- **GIVEN TASK**: Pull out every line of the records that contains the word "mountainside".

--------

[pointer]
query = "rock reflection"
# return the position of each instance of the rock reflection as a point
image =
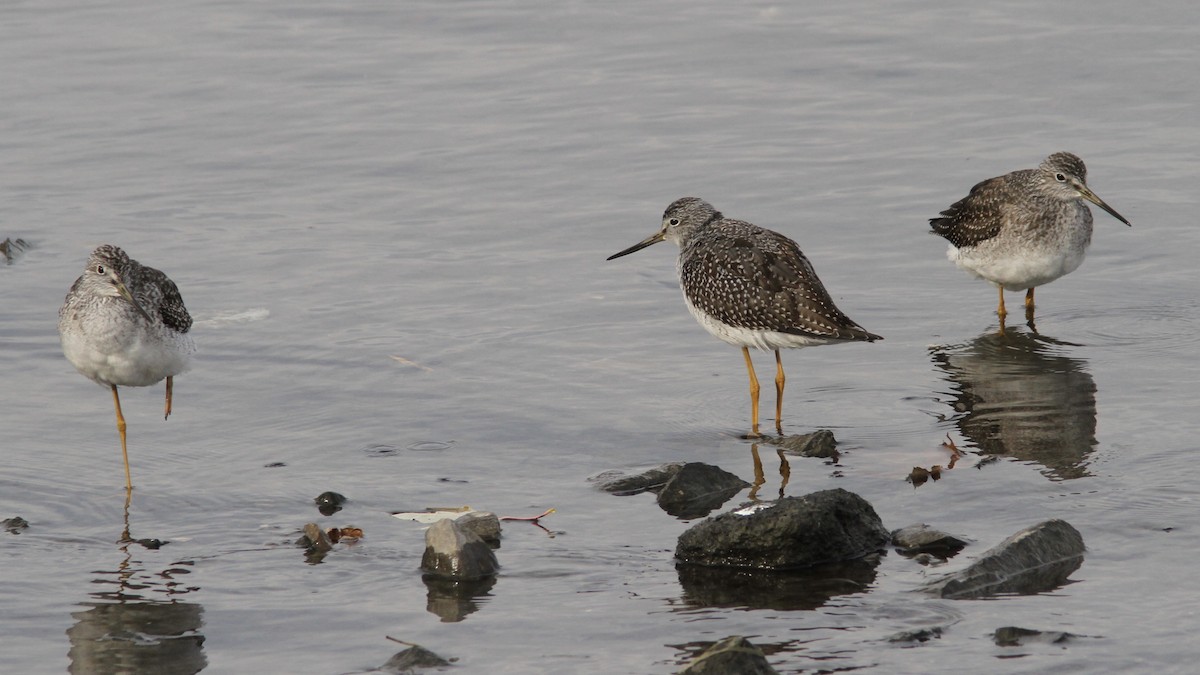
(148, 637)
(783, 591)
(454, 601)
(1018, 395)
(138, 622)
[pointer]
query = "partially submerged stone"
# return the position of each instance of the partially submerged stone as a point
(15, 525)
(793, 532)
(917, 634)
(315, 539)
(1035, 560)
(486, 525)
(413, 658)
(731, 655)
(455, 553)
(1013, 637)
(697, 489)
(649, 481)
(779, 590)
(820, 443)
(12, 248)
(329, 502)
(922, 538)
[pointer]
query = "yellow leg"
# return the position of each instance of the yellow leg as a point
(754, 394)
(169, 378)
(779, 393)
(120, 429)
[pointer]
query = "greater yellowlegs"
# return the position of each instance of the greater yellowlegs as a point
(1024, 228)
(125, 324)
(750, 287)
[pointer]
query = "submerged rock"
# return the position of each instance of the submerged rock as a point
(922, 538)
(455, 553)
(821, 443)
(697, 489)
(731, 655)
(1035, 560)
(315, 538)
(1013, 637)
(651, 481)
(787, 590)
(453, 601)
(329, 503)
(484, 524)
(15, 525)
(917, 635)
(411, 659)
(12, 248)
(792, 532)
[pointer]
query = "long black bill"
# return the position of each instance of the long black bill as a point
(649, 240)
(1093, 198)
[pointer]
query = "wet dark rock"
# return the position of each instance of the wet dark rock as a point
(453, 601)
(697, 489)
(12, 248)
(412, 659)
(917, 635)
(792, 532)
(921, 538)
(1035, 560)
(651, 481)
(731, 655)
(136, 635)
(821, 443)
(454, 553)
(329, 503)
(1013, 637)
(484, 524)
(315, 539)
(15, 525)
(795, 590)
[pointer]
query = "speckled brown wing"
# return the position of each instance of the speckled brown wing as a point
(978, 216)
(159, 291)
(753, 278)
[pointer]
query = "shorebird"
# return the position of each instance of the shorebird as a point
(1024, 228)
(125, 324)
(750, 287)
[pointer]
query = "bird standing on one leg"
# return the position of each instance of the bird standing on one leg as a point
(1024, 228)
(750, 287)
(125, 324)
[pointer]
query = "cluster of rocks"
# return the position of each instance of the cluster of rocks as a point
(797, 553)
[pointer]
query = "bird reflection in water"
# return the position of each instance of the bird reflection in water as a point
(1020, 395)
(138, 622)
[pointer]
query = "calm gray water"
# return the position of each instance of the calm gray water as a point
(390, 221)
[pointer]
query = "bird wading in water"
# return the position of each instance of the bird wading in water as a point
(750, 287)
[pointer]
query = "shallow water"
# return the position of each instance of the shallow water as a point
(390, 222)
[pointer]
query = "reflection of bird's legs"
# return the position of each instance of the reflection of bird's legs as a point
(754, 395)
(168, 396)
(785, 471)
(1029, 310)
(120, 429)
(1000, 311)
(779, 393)
(759, 477)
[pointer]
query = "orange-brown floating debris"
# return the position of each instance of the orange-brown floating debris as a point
(533, 519)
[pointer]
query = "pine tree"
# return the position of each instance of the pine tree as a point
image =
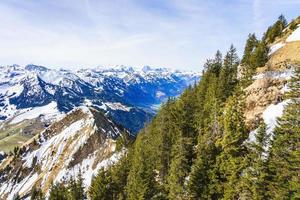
(228, 76)
(36, 194)
(58, 192)
(231, 161)
(142, 182)
(102, 187)
(260, 55)
(250, 46)
(76, 188)
(179, 169)
(255, 176)
(284, 153)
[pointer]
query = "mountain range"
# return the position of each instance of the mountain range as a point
(129, 96)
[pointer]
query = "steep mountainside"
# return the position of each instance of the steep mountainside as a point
(234, 135)
(81, 142)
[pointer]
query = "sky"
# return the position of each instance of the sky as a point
(179, 34)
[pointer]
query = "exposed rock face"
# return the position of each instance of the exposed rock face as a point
(265, 90)
(82, 141)
(270, 82)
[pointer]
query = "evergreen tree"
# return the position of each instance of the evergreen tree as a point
(250, 46)
(256, 174)
(179, 169)
(228, 77)
(76, 188)
(260, 55)
(36, 194)
(232, 158)
(102, 187)
(141, 182)
(58, 192)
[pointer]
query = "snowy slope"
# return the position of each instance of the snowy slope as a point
(124, 93)
(295, 36)
(81, 141)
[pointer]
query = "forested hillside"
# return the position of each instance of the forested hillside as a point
(198, 146)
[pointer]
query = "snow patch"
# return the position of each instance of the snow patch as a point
(48, 112)
(117, 106)
(295, 36)
(271, 114)
(275, 47)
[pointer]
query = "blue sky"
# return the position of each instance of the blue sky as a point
(179, 34)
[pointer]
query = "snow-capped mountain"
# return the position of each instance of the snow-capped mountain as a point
(129, 96)
(81, 142)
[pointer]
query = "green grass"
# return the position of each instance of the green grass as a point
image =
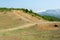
(9, 20)
(50, 18)
(33, 34)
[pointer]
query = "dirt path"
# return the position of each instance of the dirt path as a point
(28, 25)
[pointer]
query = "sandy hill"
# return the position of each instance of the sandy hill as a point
(20, 24)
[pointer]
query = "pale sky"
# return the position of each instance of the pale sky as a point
(35, 5)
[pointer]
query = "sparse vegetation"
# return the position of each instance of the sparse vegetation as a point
(50, 18)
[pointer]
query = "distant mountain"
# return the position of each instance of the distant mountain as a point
(54, 13)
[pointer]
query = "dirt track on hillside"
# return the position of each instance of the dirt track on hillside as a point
(29, 25)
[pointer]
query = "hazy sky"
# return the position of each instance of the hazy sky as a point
(35, 5)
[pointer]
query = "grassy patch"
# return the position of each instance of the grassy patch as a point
(33, 34)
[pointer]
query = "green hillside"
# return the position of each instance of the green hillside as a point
(49, 18)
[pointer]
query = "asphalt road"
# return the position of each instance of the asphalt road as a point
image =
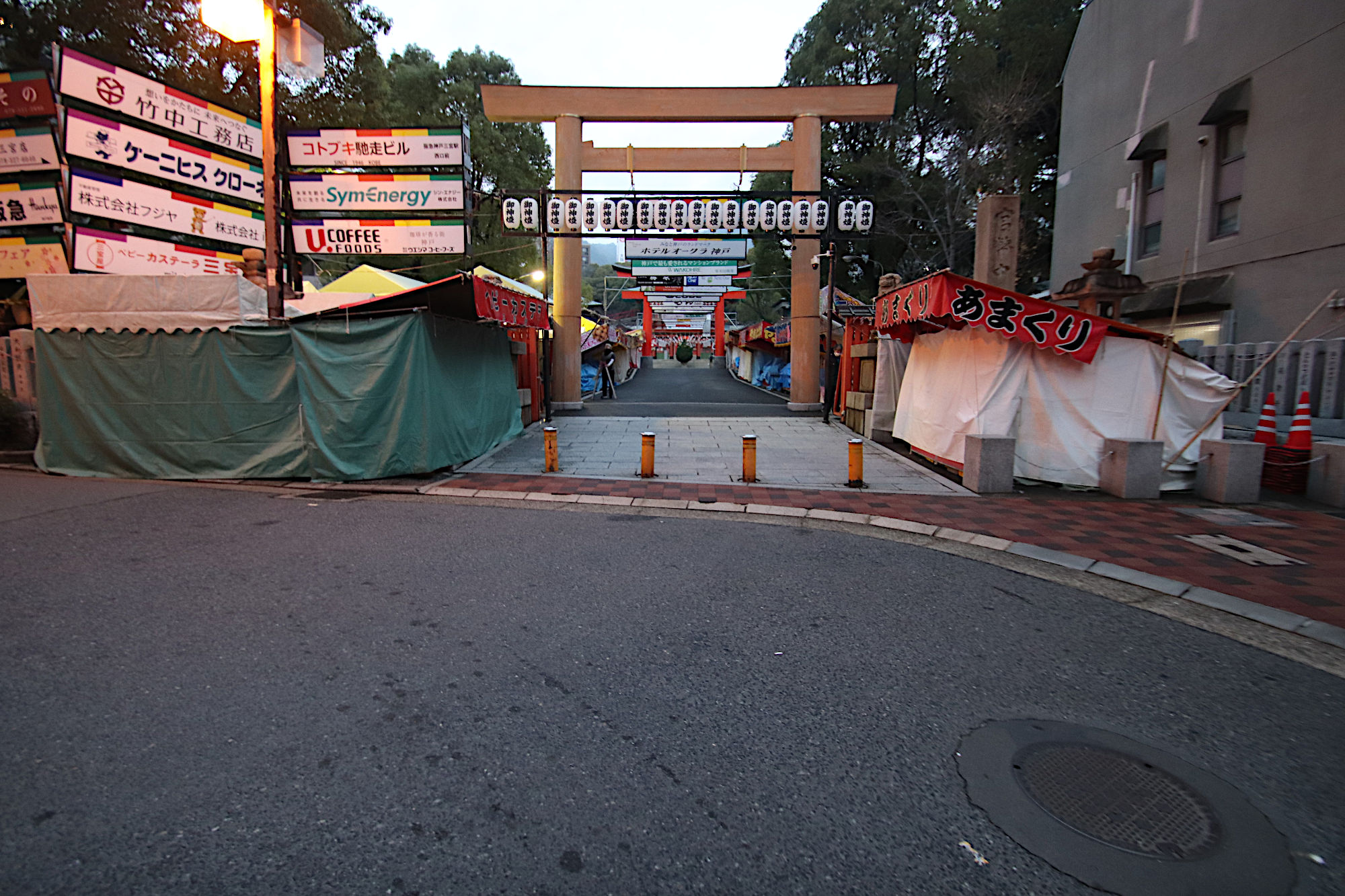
(670, 389)
(231, 692)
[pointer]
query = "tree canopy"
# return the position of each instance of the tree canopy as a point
(978, 112)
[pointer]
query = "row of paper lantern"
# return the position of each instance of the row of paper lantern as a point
(699, 214)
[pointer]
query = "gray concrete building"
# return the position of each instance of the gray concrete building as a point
(1215, 130)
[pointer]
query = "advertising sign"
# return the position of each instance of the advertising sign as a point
(29, 150)
(127, 147)
(22, 256)
(29, 204)
(376, 193)
(135, 96)
(26, 95)
(656, 268)
(123, 253)
(360, 237)
(688, 248)
(376, 147)
(119, 200)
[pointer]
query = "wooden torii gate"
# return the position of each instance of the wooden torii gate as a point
(805, 108)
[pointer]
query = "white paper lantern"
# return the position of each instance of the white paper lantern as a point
(715, 214)
(528, 213)
(751, 214)
(864, 216)
(769, 216)
(697, 214)
(731, 216)
(821, 213)
(802, 214)
(845, 214)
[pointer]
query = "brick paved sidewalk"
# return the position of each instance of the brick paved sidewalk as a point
(1137, 534)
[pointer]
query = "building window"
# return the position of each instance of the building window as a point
(1152, 221)
(1229, 177)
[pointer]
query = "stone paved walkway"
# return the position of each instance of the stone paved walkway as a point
(796, 452)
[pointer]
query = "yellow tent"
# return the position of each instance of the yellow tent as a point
(369, 279)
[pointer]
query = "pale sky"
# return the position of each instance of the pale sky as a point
(679, 44)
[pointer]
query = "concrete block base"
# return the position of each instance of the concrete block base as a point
(988, 464)
(1132, 467)
(1327, 477)
(1230, 471)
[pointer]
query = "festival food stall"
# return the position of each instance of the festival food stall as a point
(185, 381)
(988, 361)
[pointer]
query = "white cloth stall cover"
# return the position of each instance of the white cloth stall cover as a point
(887, 382)
(169, 303)
(974, 382)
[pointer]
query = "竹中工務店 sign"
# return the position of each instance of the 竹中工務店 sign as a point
(688, 248)
(1034, 321)
(376, 193)
(376, 147)
(122, 253)
(22, 256)
(135, 96)
(29, 204)
(29, 150)
(143, 153)
(675, 267)
(104, 197)
(26, 95)
(360, 237)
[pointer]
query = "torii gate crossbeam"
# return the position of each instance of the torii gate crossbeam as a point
(805, 108)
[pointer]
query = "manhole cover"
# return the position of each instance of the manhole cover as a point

--------

- **SOLVED EXERCISE**:
query = "steep mountainside"
# return the position of each instance of the steep mountainside as a point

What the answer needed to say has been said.